Excerpt from a dataset
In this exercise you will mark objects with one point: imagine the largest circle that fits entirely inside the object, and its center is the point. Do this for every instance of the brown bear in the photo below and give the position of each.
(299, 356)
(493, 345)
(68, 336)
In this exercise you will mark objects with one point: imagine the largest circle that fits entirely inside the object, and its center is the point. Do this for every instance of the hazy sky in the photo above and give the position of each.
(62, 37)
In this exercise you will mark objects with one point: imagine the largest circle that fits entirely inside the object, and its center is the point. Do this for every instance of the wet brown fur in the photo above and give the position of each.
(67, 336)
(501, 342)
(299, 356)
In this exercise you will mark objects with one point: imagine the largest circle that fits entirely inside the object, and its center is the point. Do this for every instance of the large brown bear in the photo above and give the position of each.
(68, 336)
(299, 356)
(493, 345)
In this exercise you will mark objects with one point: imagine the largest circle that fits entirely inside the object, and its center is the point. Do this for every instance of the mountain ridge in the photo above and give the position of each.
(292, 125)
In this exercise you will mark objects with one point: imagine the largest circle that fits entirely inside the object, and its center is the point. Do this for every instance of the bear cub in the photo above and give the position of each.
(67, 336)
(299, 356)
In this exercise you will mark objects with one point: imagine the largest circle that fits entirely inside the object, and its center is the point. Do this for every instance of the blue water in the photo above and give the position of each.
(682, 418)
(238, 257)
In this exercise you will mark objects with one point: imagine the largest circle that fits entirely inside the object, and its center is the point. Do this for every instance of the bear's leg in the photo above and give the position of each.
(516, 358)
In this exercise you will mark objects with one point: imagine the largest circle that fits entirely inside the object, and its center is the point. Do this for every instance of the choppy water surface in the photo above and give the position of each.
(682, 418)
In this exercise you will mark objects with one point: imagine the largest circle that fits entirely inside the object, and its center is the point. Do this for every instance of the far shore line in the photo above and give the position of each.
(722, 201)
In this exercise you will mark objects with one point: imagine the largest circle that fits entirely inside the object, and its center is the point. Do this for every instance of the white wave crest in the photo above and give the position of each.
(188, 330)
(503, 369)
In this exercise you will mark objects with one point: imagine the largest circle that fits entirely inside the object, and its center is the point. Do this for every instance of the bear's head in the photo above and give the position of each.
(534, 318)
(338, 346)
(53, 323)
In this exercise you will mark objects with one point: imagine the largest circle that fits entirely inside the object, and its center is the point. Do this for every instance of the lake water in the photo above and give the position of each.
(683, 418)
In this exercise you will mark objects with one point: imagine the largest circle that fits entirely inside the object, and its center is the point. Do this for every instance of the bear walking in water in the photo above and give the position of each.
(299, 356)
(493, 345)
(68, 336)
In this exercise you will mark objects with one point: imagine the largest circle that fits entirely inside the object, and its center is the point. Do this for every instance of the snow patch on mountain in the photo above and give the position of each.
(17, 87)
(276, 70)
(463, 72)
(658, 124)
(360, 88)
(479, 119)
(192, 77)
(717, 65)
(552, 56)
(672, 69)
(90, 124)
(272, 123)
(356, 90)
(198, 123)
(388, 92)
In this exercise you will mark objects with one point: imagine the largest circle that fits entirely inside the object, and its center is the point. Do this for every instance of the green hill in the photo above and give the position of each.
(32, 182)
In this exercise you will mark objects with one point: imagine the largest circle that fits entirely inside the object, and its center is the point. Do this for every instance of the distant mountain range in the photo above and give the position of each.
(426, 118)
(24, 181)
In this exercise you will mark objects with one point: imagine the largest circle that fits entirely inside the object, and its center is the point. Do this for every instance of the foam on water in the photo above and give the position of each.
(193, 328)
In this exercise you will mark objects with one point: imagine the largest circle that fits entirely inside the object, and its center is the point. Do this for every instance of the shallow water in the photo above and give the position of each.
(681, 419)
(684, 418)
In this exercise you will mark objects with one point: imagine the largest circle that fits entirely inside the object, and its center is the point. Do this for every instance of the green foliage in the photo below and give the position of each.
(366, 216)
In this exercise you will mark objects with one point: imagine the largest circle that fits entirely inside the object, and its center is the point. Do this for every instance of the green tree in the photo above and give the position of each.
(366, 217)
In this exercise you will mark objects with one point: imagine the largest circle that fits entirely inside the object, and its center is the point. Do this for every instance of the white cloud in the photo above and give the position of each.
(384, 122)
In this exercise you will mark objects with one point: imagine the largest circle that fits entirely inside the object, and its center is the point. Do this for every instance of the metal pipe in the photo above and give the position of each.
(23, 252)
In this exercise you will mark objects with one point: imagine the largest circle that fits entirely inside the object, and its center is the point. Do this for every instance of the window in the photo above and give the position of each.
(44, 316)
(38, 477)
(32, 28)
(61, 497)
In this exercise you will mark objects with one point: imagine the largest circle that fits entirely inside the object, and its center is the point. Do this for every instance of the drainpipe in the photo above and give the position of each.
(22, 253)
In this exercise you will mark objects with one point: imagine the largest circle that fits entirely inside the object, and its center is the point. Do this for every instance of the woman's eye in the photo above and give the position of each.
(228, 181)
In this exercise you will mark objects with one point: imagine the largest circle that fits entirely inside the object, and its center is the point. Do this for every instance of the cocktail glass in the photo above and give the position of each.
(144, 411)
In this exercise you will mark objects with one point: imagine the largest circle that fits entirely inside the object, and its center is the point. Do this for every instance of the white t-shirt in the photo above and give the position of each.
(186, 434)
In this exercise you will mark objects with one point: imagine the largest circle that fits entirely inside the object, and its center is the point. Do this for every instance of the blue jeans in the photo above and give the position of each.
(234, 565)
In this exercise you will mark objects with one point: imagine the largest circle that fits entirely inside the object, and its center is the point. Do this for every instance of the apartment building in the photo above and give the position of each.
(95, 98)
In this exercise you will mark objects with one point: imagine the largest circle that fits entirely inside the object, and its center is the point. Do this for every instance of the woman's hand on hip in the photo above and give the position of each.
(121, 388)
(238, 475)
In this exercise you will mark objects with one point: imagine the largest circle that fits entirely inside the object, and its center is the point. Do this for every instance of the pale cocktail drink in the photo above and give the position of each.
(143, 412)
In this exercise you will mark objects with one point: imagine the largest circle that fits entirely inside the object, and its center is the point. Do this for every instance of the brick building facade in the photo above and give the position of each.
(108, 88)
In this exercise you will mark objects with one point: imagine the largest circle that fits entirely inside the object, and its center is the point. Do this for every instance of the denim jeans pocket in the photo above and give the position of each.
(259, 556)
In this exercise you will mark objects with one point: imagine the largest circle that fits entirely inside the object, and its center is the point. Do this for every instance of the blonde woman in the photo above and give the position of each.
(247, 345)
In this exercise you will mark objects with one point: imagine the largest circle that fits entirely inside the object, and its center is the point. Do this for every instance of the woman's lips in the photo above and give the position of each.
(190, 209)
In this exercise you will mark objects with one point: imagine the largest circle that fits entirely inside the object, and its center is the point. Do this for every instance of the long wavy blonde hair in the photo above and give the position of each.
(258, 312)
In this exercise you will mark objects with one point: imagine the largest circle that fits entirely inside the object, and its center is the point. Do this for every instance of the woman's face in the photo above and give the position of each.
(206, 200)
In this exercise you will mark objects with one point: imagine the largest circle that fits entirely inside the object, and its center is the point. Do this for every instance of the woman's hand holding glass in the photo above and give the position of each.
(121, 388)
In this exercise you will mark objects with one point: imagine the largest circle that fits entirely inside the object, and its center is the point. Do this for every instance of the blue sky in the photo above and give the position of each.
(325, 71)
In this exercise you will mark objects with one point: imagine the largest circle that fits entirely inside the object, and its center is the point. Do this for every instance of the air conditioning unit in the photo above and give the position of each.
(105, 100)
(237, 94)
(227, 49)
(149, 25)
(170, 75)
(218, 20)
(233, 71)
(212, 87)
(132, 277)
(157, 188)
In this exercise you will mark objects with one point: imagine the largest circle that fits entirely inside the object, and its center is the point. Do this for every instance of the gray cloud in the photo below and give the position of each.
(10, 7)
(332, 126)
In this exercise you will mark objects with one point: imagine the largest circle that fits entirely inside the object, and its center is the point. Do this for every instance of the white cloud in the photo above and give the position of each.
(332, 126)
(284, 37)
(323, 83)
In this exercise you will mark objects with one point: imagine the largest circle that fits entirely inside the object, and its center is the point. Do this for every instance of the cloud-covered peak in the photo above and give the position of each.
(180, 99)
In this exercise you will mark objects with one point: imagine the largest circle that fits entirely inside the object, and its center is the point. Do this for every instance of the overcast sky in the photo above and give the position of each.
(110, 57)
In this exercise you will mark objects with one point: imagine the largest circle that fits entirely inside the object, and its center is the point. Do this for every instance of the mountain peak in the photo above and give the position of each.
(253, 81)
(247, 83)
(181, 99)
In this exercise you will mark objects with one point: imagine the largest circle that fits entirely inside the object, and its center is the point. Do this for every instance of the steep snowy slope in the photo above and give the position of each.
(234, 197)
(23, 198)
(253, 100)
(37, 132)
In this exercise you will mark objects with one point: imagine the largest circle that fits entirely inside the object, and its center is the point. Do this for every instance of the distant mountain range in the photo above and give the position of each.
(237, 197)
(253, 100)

◆ JOB
For this exercise, please retype exactly the lines in the listing from the line with "of the gray" through its last line, both ends included.

◆ FINISHED ANSWER
In this exercise you will mark objects with one point: imagine the largest circle that fits entirely inside the object, and its center is the point. Do this for every instance of the gray cloud in the photo below and give the position of each.
(10, 7)
(332, 126)
In this exercise you will mark objects with one point: imagine the largest circle that fits entirely inside the object, and its center is the point. Do this for every instance of the white cloud in the photo above and give the position of each.
(332, 126)
(284, 37)
(323, 83)
In this exercise you will mark objects with one point: imagine the largest circle that fits entirely inside the object, and its center is the point. Do this for every instance of the cloud-covered peak in the photo above and give the position of each.
(180, 99)
In this exercise you will mark objects with one point: imagine the largest circle that fits entirely inside the object, and its center is the point. Do this for every instance of the overcast sky in the photo above and give the position of each.
(110, 57)
In this exercise you will mark objects with one point: imagine the largest circle that fits entirely inside the object, and its center is the point. Do this for every instance of the mountain peak in the photo above and give the position of each.
(253, 81)
(247, 83)
(181, 99)
In this exercise you will mark objects with one point: imagine the largest circle that fits entirely inside the object, and its center is the point. Do this for every instance of the steep snowy slope in the photo above and give the position of each.
(234, 197)
(23, 198)
(253, 100)
(37, 132)
In this exercise you will mark objects with one point: imagine the largest circle that fits entirely inside the object, and its center is the point. Do this for every instance of the distant mountain range in the photo above and give the position of each.
(237, 197)
(253, 100)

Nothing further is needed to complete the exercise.